- DESCRIPTION OF THE TASK -
Reproduce word for word the stretch of the film review below from "THE EMPRESS DOWAGER (Qīng" through "story to tell.".

- SUPPLIED PASSAGE -

Responding to change


A new standard in Hong Kong cinema


Published: Feb 16 2018, 01:01:am



Saturday, December 13, 1975.
THE EMPRESS DOWAGER (Qīng Guó Qīng Chéng). Music by Frankie Chan. Written and directed by Li Han-hsiang. Running time: 165 minutes. Mature entertainment. In Mandarin Chinese with English subtitles.
ENGLAND HAS HER ELIZABETH R, Russia her Great Catherine and Sweden, the capricious Christina. At one time or another, all have satisfied movie audiences' taste for pageantry, palace intrigue, powerful play-acting and dramatic history lessons.
     The same satisfactions are now available to Chinese movie fans. The Empress Dowager, described as the most costly film project ever undertaken in the Far East, is a sumptuous, eye-filling spectacle that has a human, ultimately tragic story to tell.
    At its centre is Tz’u Hsi, the empress who ruled China for nearly as long as Victoria ruled Great Britain. Cast in the role is Hong Kong actress Lisa Lu, who gives the aging monarch the kind of depth and fullness that Glenda Jackson gave to Elizabeth.
    Both were woman who clung fiercely to power. But there the comparison ends. Elizabeth, a lusty, robust queen, presided over an ascendant empire.
    Tz’u Hsi was an elderly schemer for whom time was rapidly running out. A once-powerful empire was crumbling around her.
     The 19th century was an age of revolutions, and the whole world was changing. Her response to that change — or rather, her lack of it — would seal the fate of China for generations to come.
    Last month [November, 1975], Vancouver filmgoers had a chance to see Chang Cheh’s Boxer Rebellion. At the time, I suggested that the writer-director’s approach had much in common with Cecil B. DeMille.

- DATASET ENTRIES -
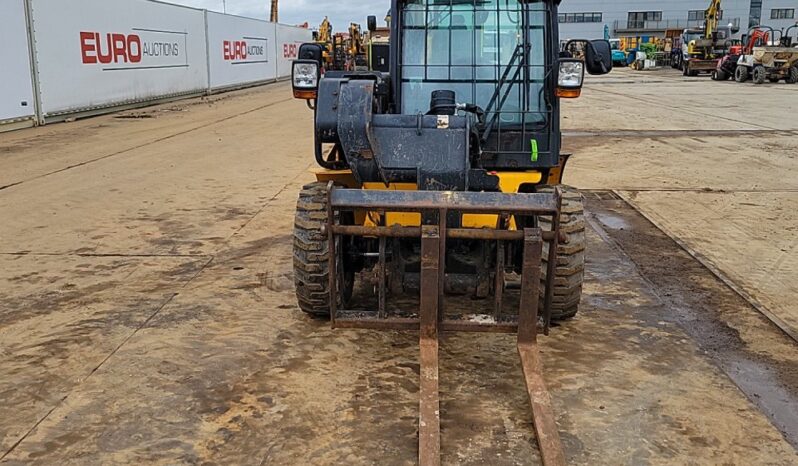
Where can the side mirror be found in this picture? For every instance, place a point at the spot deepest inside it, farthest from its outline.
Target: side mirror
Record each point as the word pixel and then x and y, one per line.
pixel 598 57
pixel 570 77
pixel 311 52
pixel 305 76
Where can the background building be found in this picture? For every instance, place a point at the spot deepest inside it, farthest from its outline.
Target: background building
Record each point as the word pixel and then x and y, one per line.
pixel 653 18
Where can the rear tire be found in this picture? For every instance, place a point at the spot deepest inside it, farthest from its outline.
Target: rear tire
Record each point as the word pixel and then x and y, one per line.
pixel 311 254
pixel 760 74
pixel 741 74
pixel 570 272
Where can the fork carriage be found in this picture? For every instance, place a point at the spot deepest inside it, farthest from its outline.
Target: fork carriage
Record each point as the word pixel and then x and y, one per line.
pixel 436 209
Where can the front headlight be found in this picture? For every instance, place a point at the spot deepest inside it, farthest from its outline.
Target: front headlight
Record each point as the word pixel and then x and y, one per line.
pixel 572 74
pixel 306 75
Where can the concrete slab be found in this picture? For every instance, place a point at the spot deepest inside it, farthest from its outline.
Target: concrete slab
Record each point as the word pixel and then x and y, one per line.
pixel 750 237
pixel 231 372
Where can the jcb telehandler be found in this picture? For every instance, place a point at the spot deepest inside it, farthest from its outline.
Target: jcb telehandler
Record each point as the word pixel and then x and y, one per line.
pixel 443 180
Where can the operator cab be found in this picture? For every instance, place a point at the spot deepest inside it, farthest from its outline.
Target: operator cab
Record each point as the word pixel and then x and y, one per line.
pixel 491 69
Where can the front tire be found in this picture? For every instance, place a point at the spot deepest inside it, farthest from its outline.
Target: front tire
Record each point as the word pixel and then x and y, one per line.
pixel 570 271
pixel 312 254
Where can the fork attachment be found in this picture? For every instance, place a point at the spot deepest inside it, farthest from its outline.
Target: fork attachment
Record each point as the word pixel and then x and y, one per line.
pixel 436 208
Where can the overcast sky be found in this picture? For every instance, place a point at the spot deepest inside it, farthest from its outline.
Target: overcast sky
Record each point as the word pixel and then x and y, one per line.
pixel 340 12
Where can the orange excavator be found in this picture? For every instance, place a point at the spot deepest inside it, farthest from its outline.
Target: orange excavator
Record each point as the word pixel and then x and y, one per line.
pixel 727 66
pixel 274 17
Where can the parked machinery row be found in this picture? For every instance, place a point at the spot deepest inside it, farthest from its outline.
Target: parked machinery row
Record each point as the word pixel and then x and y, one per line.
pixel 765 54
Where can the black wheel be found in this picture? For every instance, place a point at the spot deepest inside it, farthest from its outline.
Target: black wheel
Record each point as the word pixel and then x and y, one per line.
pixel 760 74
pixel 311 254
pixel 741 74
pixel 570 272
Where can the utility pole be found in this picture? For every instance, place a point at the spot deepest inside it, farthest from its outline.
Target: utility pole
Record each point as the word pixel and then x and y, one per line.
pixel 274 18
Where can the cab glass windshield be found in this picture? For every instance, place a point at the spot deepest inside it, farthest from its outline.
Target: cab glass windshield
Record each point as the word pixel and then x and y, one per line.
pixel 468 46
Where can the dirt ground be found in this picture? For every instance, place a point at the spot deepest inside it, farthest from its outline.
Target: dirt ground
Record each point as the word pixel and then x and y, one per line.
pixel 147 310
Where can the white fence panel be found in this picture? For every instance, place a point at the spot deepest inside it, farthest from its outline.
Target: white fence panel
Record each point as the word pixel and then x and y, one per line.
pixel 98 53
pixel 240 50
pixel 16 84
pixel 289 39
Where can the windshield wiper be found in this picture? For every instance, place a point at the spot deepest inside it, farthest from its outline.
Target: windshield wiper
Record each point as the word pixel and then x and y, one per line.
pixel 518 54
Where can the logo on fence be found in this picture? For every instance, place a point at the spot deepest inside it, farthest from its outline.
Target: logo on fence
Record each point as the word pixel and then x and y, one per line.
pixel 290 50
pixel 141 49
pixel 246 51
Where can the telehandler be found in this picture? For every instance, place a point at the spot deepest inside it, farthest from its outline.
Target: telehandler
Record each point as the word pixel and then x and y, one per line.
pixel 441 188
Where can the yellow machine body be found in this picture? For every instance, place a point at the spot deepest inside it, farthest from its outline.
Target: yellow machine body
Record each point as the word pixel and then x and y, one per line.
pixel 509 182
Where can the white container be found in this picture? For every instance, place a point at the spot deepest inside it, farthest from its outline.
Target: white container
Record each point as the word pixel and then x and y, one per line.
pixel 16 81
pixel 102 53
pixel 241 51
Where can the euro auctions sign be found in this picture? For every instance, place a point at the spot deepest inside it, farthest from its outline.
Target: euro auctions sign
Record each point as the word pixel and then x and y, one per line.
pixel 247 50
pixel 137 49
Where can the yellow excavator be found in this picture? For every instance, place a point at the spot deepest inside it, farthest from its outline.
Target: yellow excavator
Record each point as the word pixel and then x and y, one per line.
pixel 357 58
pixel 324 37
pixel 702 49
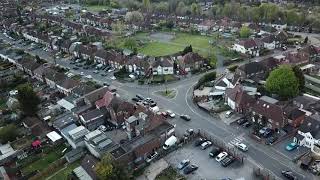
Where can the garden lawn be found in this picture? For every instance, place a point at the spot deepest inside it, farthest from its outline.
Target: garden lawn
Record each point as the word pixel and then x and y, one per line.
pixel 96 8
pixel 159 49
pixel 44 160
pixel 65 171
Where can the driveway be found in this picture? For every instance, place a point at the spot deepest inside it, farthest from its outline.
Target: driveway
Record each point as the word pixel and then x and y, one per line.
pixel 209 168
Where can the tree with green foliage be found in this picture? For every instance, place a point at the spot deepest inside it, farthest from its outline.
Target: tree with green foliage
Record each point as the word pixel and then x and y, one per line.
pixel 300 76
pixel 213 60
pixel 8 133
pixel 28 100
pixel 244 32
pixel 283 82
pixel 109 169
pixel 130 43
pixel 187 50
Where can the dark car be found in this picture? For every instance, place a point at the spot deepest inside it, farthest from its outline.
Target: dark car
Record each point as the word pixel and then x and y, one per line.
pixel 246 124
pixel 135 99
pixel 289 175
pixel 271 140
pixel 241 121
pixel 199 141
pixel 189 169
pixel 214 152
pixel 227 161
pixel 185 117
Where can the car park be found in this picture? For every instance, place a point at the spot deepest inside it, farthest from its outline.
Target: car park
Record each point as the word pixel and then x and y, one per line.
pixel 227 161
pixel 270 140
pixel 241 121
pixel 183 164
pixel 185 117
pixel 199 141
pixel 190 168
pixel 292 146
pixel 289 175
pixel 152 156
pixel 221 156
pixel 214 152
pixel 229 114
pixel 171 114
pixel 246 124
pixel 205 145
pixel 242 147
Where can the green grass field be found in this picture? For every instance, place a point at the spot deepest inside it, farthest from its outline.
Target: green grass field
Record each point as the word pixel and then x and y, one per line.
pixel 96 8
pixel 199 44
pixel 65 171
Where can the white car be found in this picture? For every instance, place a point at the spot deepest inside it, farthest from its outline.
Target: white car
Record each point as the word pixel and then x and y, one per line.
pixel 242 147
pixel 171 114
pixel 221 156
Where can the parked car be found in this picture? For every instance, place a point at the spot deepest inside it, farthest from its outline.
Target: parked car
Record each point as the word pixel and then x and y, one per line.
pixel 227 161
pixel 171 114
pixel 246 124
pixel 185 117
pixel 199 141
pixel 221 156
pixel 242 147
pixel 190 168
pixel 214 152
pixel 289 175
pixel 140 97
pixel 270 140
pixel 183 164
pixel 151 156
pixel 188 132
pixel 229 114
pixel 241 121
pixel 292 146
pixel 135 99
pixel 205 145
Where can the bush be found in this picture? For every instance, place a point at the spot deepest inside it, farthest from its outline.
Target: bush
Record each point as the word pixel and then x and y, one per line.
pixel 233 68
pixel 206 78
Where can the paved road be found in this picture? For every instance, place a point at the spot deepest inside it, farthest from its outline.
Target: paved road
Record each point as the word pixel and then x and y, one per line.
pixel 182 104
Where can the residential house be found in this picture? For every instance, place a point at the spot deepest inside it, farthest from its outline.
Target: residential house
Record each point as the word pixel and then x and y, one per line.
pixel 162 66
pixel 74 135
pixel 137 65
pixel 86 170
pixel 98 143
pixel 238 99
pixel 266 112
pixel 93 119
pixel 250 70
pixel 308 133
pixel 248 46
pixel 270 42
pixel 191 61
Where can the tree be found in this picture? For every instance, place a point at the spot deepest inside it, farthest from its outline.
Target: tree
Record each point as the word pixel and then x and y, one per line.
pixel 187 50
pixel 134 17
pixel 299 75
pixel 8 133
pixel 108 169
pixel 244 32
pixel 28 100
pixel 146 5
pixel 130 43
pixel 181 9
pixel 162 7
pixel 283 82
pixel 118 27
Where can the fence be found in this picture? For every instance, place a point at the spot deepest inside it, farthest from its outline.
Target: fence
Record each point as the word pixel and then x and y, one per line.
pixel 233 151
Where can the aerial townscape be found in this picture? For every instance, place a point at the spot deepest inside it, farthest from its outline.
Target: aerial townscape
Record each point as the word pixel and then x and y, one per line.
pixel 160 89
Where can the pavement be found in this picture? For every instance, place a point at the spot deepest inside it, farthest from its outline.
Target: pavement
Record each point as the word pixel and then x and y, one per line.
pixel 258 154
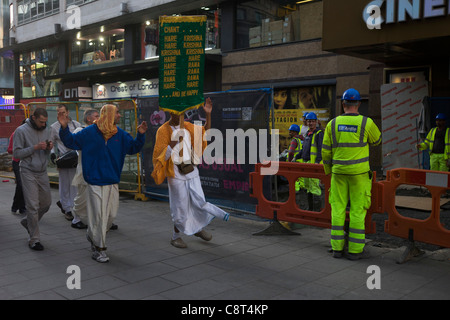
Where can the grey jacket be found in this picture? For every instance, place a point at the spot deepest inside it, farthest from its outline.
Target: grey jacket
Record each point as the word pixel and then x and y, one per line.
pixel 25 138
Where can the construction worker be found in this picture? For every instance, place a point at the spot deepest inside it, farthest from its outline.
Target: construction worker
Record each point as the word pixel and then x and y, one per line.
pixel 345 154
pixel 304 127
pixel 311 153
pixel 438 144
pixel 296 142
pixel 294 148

- OUTPUT FOR THIS TASK -
THE EMPRESS DOWAGER (Qīng Guó Qīng Chéng). Music by Frankie Chan. Written and directed by Li Han-hsiang. Running time: 165 minutes. Mature entertainment. In Mandarin Chinese with English subtitles.
ENGLAND HAS HER ELIZABETH R, Russia her Great Catherine and Sweden, the capricious Christina. At one time or another, all have satisfied movie audiences' taste for pageantry, palace intrigue, powerful play-acting and dramatic history lessons.
     The same satisfactions are now available to Chinese movie fans. The Empress Dowager, described as the most costly film project ever undertaken in the Far East, is a sumptuous, eye-filling spectacle that has a human, ultimately tragic story to tell.